REQUIRED ACTIONS >>
- A) In the Transformer for Vision section, list every bracketed citation number in the order it appears.
- B) Duplicate the Transformer for Vision section between "Due to the brilliant" and "effective receptive field.", inclusive.
- C) Using the Transformer for Vision section, answer the following:
(i) What two things did VIT use to extract encoder features for image classification?
(ii) What did Guo et al. use to achieve their neighbor embedding mechanism?
(iii) What does the proposed multi-key self-attention mechanism obtain?

2.3 Transformer for Vision

The Transformer network was applied to the field of computer vision originally by Vision in Transformer (VIT) [37], which used patch embedding and Transformer to extract encoder features for image classification. However, the features extracted by VIT were relatively rough and could not complete the detailed tasks. Subsequently, there were several other methods based on Transformer, such as object detection [38], image recognition [13], and image super resolution [39] for 2D image analysis. Most of them applied local and global attention, through convolution, MLP, or linear layer to establish long-range dependencies.

Due to the brilliant success of Transformer in the field of 2D images, which were attracted more attention in 3D point cloud. Point Transformer [20] successfully introduced Transformer into the field of point cloud processing. Guo et al. [8] developed a neighbor embedding mechanism achieved by EdgeConv. A BERT-style pre-training strategy for 3D global Transformer [21] was proposed, which generalized the concept of BERT to 3D point cloud processing. Unlike the above methods, we proposed a multi-key self-attention mechanism to obtain two different scales of attention maps, which achieved a significantly enlarged effective receptive field.

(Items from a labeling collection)
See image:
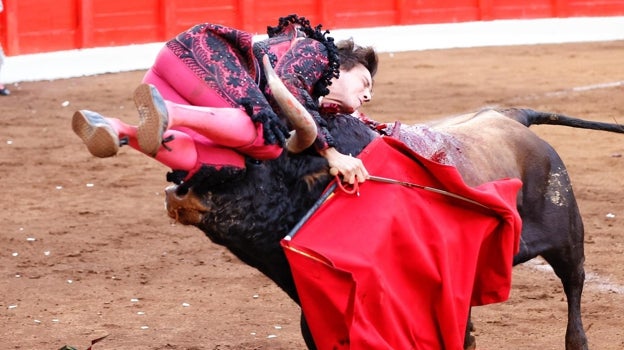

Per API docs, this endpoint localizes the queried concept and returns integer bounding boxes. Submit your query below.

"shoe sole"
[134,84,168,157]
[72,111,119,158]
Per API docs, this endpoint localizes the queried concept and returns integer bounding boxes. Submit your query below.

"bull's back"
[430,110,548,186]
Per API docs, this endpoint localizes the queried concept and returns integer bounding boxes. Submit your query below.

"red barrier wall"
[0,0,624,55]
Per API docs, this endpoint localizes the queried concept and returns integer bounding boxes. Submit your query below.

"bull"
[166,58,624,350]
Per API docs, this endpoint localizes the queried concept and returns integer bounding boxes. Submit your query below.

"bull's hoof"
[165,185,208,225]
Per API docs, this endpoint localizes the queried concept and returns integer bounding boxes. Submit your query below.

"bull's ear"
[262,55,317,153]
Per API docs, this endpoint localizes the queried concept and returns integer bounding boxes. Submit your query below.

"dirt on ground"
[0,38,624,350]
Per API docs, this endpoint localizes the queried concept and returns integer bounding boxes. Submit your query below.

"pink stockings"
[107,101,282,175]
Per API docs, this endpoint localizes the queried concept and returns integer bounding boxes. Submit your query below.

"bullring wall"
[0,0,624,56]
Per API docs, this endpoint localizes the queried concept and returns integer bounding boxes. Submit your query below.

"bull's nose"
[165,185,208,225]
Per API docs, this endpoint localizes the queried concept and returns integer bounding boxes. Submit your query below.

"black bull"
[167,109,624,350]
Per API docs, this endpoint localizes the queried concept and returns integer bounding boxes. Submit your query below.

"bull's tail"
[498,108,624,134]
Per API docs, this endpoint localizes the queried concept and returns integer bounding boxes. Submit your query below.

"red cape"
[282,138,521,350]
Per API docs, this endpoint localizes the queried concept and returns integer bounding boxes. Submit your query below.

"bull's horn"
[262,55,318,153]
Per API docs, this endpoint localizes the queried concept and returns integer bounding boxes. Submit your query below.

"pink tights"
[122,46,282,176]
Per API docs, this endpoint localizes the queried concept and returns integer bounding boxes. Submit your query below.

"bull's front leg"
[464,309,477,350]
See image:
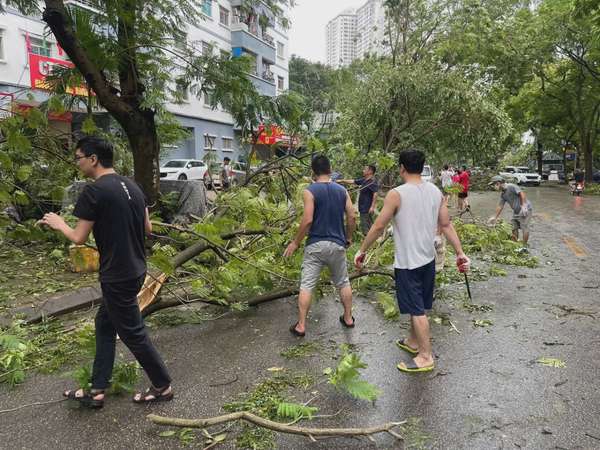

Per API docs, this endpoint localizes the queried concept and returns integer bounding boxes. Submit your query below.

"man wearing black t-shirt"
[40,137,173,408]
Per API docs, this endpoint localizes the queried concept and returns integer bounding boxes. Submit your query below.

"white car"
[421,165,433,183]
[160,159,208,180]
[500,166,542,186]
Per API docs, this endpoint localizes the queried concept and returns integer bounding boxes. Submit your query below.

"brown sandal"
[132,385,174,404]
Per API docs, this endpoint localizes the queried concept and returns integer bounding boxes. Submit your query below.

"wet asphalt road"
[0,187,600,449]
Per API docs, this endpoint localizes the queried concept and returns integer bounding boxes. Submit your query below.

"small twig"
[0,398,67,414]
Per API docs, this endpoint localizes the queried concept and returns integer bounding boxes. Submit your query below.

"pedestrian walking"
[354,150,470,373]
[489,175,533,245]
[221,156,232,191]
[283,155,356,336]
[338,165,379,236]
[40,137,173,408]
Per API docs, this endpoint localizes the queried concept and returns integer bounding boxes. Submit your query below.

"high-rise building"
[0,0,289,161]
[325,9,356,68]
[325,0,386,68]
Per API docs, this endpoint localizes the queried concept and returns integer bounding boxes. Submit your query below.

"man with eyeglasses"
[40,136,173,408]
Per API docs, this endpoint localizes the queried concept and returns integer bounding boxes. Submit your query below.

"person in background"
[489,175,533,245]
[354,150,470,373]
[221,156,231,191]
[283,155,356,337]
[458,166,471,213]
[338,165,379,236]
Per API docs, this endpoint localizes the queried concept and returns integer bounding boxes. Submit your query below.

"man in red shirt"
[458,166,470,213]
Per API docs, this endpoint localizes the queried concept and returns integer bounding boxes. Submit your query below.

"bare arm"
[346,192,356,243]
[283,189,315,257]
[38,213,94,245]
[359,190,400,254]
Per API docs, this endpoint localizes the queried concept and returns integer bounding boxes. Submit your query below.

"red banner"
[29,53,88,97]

TASK-BY-TASK ANSWERS >>
- A) 37, 38, 13, 39, 20, 8, 21

- B)
Due to the brilliant success of Transformer in the field of 2D images, which were attracted more attention in 3D point cloud. Point Transformer [20] successfully introduced Transformer into the field of point cloud processing. Guo et al. [8] developed a neighbor embedding mechanism achieved by EdgeConv. A BERT-style pre-training strategy for 3D global Transformer [21] was proposed, which generalized the concept of BERT to 3D point cloud processing. Unlike the above methods, we proposed a multi-key self-attention mechanism to obtain two different scales of attention maps, which achieved a significantly enlarged effective receptive field.

- C)
(i) Patch embedding and Transformer
(ii) EdgeConv
(iii) Two different scales of attention maps